#### Passage provided:

◇ ◇ ◇ ◇

Hmm, I wouldn't say any of those examples would exclude you from being an Fe-user. Fe doesn't have to always go along with the group. It's more that it's aware of the expectations of others (whether this be, family, friends, society, etc.), and feels obligated to follow those expectations. Going against those expectations can create inner tension and make one feel conflicted, which you seemed to be in the examples you gave. Another reason I think you use Fe is because when you describe your stories, you don't really focus on your personal reactions to the situation. Instead, you seem to understand the feelings of the people around you more. You can articulate their emotions more than your own. I see this in the above post, when you talk about your grandma, for instance.


----------



## ferroequinologist (Jul 27, 2012)

mistakenforstranger said:


> Hmm, I wouldn't say any of those examples would exclude you from being an Fe-user. Fe doesn't have to always go along with the group. It's more that it's aware of the expectations of others (whether this be, family, friends, society, etc.), and feels obligated to follow those expectations. Going against those expectations can create inner tension and make one feel conflicted, which you seemed to be in the examples you gave. Another reason I think you use Fe is because when you describe your stories, you don't really focus on your personal reactions to the situation. Instead, you seem to understand the feelings of the people around you more. You can articulate their emotions more than your own. I see this in the above post, when you talk about your grandma, for instance.


If you notice below, she really isn't focused at all on how others think, but of her percption of how others will think, and how she herself feels about it all. Her focus and awareness is on her own feelings and perceptions, not really how others really perceive her. Now, that could be Si or Fi... but I don't see that as Fe. Keeping in mind that Fi is really about the awareness of distance between the object (others) and the subject (self). it is this awareness of distance that she is noticing and, to put it in other terms, trying to regulate--keep a proper distance, you might say. I am not an Fe type, but I don't see Fe functioning in that way, as the relationship is very directly to the object, and thus, not thinking about regulating distance, but attempting to draw as close as possible (even if in a negative way). I suppose I could also put it in this way. Fe, as I see and feel it in my life, is about regulating _others_ distance, not self's distance. Does that make sense? Fe either pushes people away or pulls people closer. Fi either draws closer or draws away. One is "active" the other "passive" in relation to others. She strikes me as passive. (and again, this is something--I shared this with my Fe-dom daughter, and it took her a while to suss what I was trying to say--that Fe types don't sense or feel in the same way?)

◇ ◇ ◇ ◇

[Excerpts of pointing data]
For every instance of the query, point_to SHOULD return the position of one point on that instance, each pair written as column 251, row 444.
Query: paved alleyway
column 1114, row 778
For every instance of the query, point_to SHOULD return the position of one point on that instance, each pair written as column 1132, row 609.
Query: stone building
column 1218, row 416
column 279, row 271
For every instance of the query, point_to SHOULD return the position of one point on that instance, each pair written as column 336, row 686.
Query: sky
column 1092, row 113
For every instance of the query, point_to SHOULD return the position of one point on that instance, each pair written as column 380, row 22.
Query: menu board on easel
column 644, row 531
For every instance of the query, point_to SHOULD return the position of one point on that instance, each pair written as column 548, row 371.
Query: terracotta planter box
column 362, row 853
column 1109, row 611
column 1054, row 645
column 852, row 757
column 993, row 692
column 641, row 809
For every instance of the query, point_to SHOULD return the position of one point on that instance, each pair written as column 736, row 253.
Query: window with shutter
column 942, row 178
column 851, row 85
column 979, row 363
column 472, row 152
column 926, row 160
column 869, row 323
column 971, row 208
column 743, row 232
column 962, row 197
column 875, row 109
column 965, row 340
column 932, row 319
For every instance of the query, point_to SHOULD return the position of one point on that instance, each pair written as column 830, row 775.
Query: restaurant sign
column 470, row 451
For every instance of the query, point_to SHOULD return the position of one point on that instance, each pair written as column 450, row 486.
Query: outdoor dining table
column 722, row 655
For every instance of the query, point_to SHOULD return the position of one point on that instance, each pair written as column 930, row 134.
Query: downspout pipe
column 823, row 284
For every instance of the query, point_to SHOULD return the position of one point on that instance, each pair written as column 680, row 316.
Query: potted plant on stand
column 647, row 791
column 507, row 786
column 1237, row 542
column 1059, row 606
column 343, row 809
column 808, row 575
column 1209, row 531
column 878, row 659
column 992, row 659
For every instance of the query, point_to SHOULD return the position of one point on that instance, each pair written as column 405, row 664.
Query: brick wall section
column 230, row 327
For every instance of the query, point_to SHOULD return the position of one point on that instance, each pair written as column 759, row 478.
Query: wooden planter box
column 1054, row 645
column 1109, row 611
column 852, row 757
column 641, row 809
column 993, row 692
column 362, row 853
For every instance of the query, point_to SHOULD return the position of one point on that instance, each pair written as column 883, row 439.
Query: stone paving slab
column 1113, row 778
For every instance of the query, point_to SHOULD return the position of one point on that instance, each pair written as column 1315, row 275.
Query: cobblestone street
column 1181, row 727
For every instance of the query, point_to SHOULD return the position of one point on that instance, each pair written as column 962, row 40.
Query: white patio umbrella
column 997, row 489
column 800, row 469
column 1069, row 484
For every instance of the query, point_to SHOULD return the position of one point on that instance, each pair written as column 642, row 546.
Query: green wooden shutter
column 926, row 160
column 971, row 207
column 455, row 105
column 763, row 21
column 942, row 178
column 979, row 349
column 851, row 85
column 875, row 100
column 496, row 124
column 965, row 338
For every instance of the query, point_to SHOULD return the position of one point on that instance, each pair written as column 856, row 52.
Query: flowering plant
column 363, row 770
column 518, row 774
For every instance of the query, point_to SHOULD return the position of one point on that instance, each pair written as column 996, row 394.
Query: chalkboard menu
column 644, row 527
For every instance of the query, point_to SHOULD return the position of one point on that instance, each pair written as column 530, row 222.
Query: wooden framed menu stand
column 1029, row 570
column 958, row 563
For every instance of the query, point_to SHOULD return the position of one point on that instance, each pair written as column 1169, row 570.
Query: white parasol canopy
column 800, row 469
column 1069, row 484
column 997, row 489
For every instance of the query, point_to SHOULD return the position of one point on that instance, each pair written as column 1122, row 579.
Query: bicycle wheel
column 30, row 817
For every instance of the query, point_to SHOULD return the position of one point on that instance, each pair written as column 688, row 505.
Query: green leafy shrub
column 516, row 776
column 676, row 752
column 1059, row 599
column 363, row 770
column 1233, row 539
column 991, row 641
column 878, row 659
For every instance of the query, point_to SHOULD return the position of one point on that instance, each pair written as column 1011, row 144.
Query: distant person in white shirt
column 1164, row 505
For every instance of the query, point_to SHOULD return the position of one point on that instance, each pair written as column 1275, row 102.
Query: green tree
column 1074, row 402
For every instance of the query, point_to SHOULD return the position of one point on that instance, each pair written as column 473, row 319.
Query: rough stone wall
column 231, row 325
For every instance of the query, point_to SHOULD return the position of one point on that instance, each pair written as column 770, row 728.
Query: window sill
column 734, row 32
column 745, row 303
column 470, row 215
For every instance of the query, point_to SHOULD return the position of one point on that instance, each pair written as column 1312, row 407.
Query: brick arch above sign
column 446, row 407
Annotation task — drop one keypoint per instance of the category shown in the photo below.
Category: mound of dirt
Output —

◇ ◇ ◇ ◇

#### Objectives:
1. In the forum thread about Fe and Fi, what does ferroequinologist say Fe is about regulating?
2. Pick up the forum thread about Fe and Fi after its last sentence and keep writing.

#### The answers:
1. Others' distance, not the self's distance.

2.
Agniete said:


> Would I have felt guilty not attending my cousins wedding for my personal feelings? If I felt I should, maybe. But I would have felt guilty if I would had hurt somebodys' feelings, or my cousin would have thought about me in a bad light, because she would be right, I would have acted selfish, and I don't want people to see me as it, because I don't want to be selfish, just sometimes I just can not recognise I am or I do.
> 
> Oh, I started rambling. Pardon me.


----------



## KalimofDaybreak (Aug 6, 2015)

Agniete said:


> Yes, I understand that part about not feeling anything for some days, I used to be the same some time ago. I used to think that there is something wrong with me, I used to see it as apathy, but it might have been it. A lot of days flew through me not making me feel a damn thing (I mean from feeling perspective). But to not understand what you feel, to not even know that you felt something? At least I know that something's wrong or right. I know if the feeling is light, making me bubble or am I feeling down. Maybe I don't know what to name it or what is cousin it, so I analyze, try to see what happened, why do I feel that, what can I call this feeling. I know that previously in on thread I mentioned the situation in with I don't know what I feel, but I knew that something in me is up. That's why it seems so strange to me not know what you feel, but maybe you will find yourself in what I have written here .


Yeah. In general I know whether or not something is pleasing or displeasing to me. My emotions tend to be more represented to me through the weather. If I feel good, my mind seems sunny and bright to me. If I feel poorly, I see clouds and rain in my mind. And I definitely relate to knowing that you're feeling something, but not totally aware of what the feeling is.



Agniete said:


> To determine which one the person is using.


That's a fairly simple question that is also somehow complicated. The best way to determine that I've found is to just take the concepts and apply them to your thinking as a whole. See which ones you appear to be doing more often, _not_ just in a single moment. A preference for a certain function is indicated by a long-standing preference for a certain frame of thought. So, it isn't that you did something 'Fi' at this moment that defines you, but if you see yourself doing a lot of Fi over a long period of time. Or Si, Ti, Ni, and so on. Honestly, it's just a matter of what you most often do.


----------



## ferroequinologist (Jul 27, 2012)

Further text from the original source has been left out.